# Exercise prompt:
Reproduce word for word everything from the line containing "Where can you spot the metal" down through the end of the records, leaving the pictures out of your answer.

Items from a data source:

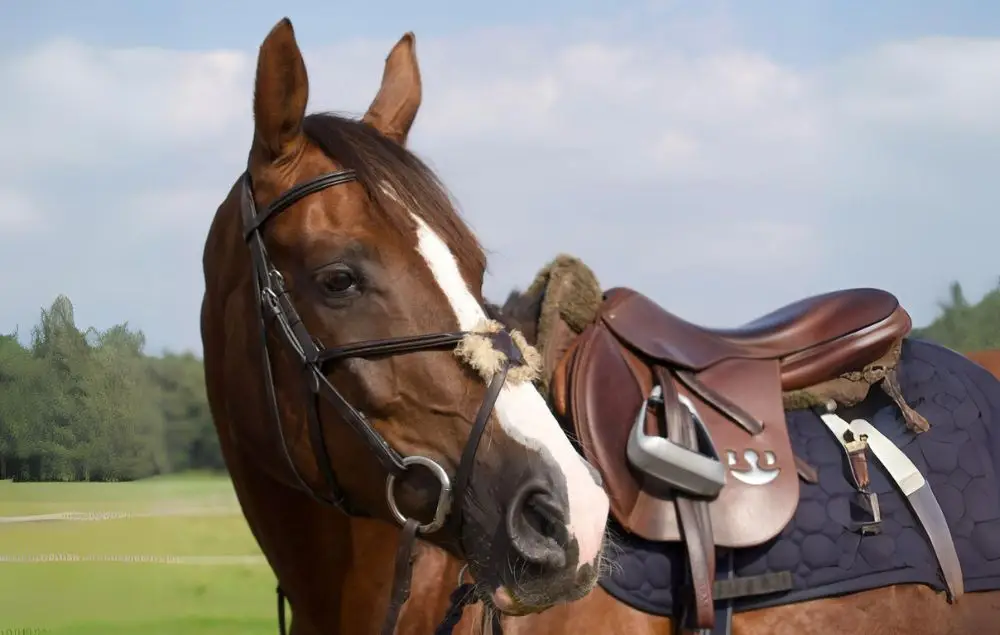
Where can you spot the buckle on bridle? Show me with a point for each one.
(444, 497)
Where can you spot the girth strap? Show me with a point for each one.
(693, 514)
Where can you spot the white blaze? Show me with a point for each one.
(520, 410)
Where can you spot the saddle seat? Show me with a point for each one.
(815, 339)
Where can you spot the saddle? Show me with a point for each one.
(686, 424)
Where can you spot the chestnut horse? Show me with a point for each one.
(351, 371)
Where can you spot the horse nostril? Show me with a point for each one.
(536, 523)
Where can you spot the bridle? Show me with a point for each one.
(274, 307)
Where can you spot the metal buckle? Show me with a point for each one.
(444, 498)
(670, 464)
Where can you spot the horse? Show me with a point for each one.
(880, 574)
(988, 359)
(362, 397)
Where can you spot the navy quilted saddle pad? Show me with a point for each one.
(958, 456)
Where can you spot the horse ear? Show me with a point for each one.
(398, 99)
(281, 91)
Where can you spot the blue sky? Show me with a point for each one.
(720, 156)
(799, 31)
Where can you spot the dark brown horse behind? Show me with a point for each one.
(893, 610)
(990, 360)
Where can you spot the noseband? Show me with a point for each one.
(275, 308)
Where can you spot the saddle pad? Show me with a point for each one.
(959, 457)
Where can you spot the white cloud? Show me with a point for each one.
(670, 168)
(18, 213)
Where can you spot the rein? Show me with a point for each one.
(275, 309)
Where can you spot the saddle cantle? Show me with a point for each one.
(642, 379)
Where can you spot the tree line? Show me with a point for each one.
(90, 405)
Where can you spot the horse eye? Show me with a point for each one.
(338, 281)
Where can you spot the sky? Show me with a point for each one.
(724, 158)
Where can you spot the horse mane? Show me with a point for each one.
(378, 162)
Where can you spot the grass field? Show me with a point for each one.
(188, 516)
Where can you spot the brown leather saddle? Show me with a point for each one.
(686, 424)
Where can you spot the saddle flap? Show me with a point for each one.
(657, 334)
(607, 387)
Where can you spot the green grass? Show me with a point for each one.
(108, 598)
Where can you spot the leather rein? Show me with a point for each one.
(275, 308)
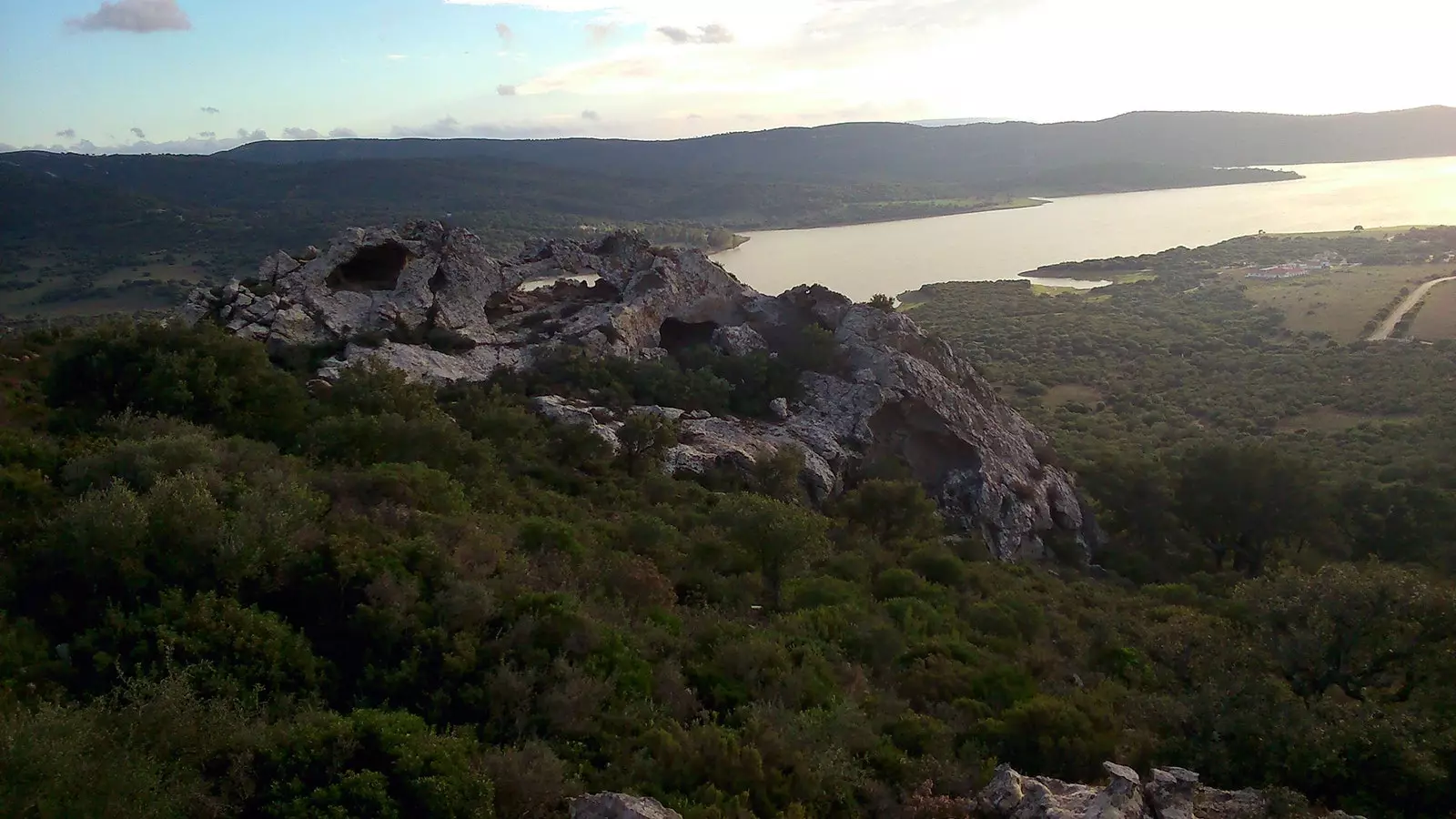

# Expected answer:
Where can you spot the metal buckle? Show me with a point for each one.
(444, 498)
(670, 464)
Where can you spot the horse? Show me with a point for each one.
(880, 574)
(988, 359)
(362, 397)
Where can you spot the navy quilted saddle pad? Show me with a point for each one.
(958, 456)
Where can you spot the horse ear? Show me with a point for each one.
(398, 99)
(281, 91)
Where can you spot the blue sky? Show me with a point for each one.
(720, 156)
(799, 31)
Where can you spot the dark brown horse behind? Show me with a point for each one.
(893, 610)
(990, 360)
Where can you spot the noseband? Show me with a point for each one.
(275, 308)
Where can you spot the saddle pad? Show me with a point for each one.
(959, 457)
Where can you spot the white cloud? Show me with a point for each one.
(670, 168)
(18, 213)
Where can you spot the rein? Show me with a point for each one.
(275, 309)
Where can you spot the saddle cantle? Show me with a point for each one.
(642, 379)
Where can you spot the tree line? Show me with a point for each one.
(90, 405)
Where can you spot the horse eye? Show me with a point for each one.
(338, 281)
Where can you spot the sky? Show me with a point for each one.
(724, 158)
Where can you spot the horse mane? Show me with a point for each one.
(378, 162)
Where can you spot the grass field? Show me with a point for each one.
(188, 516)
Where can you spot the brown leather saddle? Show me with a point for each one.
(686, 424)
Where can you spot the saddle flap? Show me with a point for each one.
(657, 334)
(607, 387)
Where can you spot the green grass? Show me with a point for each one.
(108, 598)
Where can you spot the leather rein? Show me with a point for each one.
(275, 308)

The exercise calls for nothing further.